WORK REQUIRED:
Rewrite every entry below in full, including its requests, and shift each x and y coordinate in the answers up by 122.

== EXTRACTED MATERIAL ==

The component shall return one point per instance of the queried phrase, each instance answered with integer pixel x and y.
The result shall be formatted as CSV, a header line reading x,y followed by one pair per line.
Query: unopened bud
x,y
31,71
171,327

===

EXERCISE RESULT:
The component shall return one point per instance of the queried phrase, each instance answered with integer pixel x and y.
The result shall be formatted as CSV, a header line reading x,y followed by one pair per line.
Query: unopened bud
x,y
153,193
293,449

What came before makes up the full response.